*Exercise directions:* Give back every line of the material below that has the string "target".

*Data records:*
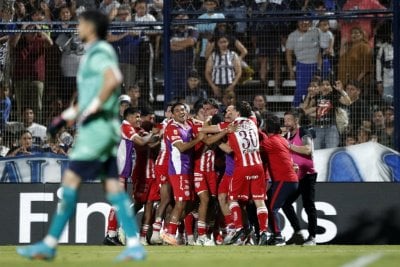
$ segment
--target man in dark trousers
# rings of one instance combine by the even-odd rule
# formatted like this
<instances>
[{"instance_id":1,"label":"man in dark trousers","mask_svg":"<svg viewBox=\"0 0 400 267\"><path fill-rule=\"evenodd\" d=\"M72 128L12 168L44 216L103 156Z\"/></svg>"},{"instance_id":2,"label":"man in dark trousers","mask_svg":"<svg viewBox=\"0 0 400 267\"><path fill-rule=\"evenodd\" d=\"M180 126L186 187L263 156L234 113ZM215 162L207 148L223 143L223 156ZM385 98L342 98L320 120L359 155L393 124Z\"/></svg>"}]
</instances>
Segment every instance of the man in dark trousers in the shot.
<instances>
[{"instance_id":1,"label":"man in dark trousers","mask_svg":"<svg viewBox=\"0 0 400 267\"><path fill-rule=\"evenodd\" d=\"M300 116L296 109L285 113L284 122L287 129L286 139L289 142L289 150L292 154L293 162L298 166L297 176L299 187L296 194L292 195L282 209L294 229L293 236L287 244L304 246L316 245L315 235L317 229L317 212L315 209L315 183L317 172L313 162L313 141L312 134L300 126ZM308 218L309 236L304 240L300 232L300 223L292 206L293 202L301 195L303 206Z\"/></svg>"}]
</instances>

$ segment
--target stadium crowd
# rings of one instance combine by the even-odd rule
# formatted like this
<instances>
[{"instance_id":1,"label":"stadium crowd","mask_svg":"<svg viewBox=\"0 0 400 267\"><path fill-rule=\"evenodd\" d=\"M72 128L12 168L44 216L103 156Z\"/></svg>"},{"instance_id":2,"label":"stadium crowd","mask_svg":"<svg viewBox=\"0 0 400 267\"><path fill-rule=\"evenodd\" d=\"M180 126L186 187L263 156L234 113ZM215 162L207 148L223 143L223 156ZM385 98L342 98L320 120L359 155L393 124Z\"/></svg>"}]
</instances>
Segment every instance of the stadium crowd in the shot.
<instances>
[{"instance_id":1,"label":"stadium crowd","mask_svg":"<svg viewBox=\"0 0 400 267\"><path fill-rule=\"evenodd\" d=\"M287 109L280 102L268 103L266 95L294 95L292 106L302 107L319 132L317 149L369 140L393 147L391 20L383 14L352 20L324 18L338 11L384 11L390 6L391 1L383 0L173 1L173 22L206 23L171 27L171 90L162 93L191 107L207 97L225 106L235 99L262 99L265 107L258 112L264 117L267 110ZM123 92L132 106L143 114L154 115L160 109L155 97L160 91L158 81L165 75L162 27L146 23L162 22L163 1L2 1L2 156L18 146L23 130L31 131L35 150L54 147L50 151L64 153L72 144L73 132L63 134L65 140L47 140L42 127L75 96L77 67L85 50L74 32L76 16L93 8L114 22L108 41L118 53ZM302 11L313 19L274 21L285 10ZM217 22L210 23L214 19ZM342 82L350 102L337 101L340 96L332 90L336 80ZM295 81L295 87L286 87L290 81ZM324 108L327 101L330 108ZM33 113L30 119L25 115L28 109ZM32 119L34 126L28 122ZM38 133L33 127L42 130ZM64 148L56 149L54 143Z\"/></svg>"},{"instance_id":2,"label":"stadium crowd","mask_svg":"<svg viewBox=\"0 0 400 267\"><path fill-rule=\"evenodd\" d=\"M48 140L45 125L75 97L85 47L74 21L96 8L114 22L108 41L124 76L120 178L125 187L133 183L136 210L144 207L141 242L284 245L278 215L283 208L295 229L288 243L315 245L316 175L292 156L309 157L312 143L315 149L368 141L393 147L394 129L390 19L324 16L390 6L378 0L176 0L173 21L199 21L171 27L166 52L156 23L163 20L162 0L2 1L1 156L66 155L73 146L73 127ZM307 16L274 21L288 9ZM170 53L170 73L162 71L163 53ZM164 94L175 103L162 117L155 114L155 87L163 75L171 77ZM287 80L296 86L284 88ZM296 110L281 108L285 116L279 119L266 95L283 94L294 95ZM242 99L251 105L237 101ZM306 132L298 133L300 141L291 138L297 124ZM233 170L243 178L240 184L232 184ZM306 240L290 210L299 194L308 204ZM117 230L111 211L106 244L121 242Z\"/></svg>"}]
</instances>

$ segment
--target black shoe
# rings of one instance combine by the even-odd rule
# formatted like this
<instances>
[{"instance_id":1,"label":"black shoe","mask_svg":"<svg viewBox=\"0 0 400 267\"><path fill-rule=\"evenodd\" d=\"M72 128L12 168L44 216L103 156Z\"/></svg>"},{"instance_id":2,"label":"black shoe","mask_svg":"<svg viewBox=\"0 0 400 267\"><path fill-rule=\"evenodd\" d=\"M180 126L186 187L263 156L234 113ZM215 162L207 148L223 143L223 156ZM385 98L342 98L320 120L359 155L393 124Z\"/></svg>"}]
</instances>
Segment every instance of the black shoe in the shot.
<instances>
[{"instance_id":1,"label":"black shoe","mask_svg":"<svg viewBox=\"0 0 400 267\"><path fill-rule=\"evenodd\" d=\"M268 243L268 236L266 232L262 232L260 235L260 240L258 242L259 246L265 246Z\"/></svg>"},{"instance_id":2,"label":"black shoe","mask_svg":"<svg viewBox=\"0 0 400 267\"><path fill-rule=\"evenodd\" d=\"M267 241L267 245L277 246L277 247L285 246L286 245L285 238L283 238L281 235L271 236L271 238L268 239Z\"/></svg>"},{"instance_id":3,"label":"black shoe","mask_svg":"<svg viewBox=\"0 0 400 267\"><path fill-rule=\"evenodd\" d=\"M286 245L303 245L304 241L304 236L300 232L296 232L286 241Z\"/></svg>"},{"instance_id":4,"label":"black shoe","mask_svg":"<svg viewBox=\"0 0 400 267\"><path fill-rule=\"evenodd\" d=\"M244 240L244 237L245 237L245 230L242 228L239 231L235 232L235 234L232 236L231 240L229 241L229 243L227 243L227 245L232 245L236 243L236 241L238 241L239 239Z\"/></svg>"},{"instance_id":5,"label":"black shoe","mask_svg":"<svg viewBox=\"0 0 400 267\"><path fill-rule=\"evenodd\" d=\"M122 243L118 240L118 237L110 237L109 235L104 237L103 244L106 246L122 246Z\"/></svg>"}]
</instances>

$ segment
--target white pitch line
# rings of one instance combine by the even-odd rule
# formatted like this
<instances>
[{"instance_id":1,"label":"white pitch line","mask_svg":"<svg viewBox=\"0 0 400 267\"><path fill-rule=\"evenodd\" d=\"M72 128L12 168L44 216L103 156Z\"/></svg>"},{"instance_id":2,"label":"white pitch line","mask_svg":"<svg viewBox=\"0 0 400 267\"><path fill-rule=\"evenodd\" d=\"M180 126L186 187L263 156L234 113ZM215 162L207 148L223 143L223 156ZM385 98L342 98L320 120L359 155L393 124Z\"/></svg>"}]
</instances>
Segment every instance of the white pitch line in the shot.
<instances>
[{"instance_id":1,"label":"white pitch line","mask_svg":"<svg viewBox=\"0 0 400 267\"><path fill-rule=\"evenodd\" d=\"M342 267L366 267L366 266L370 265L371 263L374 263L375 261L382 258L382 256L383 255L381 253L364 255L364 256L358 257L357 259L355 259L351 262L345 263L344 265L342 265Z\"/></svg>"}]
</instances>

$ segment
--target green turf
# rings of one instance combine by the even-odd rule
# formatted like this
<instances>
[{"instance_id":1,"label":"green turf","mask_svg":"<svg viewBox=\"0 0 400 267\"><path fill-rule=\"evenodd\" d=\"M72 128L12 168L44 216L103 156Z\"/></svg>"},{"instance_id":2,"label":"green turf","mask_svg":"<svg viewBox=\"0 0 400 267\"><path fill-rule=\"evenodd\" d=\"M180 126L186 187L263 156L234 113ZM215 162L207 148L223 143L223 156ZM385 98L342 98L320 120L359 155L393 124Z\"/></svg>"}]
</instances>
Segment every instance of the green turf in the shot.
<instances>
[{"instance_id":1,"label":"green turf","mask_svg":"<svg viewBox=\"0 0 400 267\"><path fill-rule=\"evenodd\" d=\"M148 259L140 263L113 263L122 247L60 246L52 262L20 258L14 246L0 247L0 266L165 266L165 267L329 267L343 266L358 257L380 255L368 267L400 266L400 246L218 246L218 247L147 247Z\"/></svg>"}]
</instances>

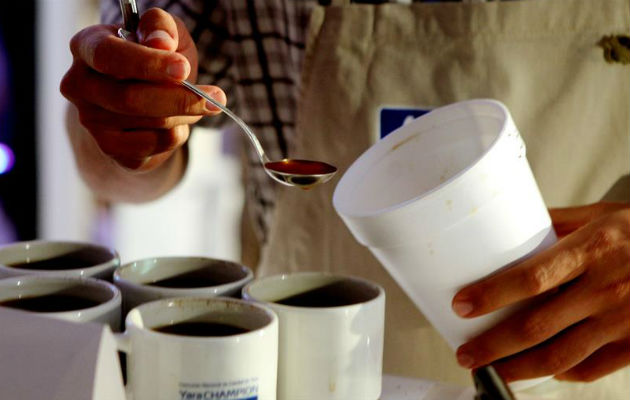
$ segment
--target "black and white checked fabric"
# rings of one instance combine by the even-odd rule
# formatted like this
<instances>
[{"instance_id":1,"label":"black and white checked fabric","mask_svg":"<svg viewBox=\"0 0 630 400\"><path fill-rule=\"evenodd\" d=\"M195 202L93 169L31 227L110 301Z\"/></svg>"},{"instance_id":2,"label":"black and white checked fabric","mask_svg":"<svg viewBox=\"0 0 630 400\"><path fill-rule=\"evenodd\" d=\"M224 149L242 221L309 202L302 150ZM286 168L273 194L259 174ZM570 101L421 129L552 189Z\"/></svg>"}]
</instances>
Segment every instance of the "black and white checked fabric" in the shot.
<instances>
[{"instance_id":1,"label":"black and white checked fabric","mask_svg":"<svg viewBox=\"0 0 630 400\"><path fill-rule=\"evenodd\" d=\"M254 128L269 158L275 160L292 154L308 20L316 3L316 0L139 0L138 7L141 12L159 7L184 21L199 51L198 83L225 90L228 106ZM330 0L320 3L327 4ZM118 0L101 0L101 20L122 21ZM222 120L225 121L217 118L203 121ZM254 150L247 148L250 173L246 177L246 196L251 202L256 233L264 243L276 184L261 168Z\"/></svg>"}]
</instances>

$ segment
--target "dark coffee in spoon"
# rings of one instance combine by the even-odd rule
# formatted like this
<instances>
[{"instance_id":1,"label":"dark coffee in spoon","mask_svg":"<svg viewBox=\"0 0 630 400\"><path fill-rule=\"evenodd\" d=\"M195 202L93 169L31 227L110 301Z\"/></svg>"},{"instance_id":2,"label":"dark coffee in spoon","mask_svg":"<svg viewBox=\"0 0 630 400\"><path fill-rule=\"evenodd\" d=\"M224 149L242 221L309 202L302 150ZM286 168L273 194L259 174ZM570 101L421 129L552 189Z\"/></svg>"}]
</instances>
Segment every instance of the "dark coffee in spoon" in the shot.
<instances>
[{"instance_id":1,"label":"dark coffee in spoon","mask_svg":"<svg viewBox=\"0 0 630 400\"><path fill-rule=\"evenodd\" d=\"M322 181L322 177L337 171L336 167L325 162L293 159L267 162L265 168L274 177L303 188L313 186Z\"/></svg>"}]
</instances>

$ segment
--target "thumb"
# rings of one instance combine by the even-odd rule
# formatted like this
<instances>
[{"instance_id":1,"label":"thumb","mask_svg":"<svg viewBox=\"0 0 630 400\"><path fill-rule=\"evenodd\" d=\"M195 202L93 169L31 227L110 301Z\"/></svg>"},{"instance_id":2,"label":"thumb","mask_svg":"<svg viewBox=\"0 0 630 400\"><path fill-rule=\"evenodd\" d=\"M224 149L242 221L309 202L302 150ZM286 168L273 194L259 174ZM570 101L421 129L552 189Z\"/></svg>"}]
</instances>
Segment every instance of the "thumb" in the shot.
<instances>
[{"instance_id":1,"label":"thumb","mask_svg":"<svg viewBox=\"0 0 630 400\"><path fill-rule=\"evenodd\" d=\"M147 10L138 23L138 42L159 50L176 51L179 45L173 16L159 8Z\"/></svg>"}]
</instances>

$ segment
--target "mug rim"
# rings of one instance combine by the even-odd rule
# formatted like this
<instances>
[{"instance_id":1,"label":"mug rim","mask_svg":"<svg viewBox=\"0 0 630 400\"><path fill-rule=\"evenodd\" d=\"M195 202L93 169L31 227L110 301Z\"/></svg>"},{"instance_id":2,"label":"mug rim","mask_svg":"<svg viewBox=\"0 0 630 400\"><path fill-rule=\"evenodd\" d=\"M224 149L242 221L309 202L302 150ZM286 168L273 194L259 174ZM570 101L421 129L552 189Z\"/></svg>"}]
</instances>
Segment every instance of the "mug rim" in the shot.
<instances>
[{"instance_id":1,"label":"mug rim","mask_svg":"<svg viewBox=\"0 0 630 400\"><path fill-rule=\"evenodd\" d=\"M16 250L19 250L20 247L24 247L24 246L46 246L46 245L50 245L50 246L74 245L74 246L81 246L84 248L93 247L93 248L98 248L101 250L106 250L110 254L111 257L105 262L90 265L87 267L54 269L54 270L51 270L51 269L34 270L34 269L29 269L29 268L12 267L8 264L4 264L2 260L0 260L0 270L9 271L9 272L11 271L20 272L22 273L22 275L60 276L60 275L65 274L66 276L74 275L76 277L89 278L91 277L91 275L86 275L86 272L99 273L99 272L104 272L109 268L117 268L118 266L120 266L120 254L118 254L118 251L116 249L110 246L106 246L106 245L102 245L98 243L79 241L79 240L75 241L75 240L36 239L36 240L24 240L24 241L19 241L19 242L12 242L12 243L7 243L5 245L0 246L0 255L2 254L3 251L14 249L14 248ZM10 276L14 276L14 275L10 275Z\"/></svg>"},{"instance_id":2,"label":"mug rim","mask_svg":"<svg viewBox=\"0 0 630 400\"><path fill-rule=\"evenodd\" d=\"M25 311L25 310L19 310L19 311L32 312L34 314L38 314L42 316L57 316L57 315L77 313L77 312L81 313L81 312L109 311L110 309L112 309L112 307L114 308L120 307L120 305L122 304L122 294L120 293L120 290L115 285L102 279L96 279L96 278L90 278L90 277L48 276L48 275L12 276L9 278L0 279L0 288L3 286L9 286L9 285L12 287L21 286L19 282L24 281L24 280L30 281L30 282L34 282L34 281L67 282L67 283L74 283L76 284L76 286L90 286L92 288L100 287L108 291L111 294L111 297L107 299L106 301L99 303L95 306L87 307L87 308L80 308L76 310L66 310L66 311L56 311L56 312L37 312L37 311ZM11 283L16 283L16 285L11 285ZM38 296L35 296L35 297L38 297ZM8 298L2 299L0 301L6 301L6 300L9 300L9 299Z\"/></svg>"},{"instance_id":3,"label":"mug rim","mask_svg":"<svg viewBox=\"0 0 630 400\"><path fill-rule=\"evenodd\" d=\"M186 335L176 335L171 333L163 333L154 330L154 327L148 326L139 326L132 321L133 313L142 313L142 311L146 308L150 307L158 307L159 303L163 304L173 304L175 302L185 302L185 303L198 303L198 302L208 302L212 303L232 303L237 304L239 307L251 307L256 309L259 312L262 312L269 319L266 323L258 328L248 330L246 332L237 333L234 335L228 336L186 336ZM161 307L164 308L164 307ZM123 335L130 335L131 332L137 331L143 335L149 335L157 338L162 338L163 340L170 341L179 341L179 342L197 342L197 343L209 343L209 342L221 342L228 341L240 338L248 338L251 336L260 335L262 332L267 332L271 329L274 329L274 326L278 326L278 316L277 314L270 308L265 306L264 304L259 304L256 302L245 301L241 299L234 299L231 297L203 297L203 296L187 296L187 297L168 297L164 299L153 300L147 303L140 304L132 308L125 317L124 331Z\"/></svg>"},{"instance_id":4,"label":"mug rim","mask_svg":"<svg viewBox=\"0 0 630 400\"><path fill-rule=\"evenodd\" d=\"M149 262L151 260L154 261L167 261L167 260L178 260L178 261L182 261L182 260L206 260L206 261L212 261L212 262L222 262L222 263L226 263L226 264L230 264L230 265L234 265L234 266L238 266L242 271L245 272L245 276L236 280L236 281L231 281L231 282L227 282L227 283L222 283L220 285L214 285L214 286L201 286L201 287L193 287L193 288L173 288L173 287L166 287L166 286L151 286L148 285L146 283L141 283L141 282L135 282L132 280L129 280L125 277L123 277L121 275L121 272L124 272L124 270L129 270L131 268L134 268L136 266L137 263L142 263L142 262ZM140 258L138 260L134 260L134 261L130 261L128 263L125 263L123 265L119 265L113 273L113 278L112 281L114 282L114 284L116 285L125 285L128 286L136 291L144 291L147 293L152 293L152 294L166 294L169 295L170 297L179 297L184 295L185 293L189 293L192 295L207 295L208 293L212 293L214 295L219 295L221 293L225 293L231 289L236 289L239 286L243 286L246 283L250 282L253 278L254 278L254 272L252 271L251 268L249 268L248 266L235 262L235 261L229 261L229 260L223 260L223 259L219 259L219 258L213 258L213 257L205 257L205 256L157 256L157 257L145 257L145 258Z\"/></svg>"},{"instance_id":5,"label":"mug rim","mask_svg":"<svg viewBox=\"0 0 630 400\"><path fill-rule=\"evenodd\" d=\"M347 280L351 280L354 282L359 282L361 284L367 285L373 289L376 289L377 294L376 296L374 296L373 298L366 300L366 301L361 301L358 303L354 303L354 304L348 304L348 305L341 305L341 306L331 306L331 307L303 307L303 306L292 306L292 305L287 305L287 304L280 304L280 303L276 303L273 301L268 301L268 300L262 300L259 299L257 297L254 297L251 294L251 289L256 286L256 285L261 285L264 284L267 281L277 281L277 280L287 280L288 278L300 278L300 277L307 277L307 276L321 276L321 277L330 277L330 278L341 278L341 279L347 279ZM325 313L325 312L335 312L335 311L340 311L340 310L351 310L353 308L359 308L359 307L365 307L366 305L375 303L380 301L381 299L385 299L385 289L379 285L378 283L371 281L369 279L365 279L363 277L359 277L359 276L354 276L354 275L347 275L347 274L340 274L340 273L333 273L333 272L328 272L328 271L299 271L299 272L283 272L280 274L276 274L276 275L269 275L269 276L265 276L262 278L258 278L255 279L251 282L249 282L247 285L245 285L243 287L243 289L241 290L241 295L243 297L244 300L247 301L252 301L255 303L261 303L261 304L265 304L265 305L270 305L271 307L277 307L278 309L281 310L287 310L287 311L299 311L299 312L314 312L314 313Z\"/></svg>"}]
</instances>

*Solution to this task:*
--target man in dark trousers
--target stadium crowd
--target black shoe
--target white pitch line
--target green turf
--target "black and white checked fabric"
--target "dark coffee in spoon"
--target "thumb"
--target "mug rim"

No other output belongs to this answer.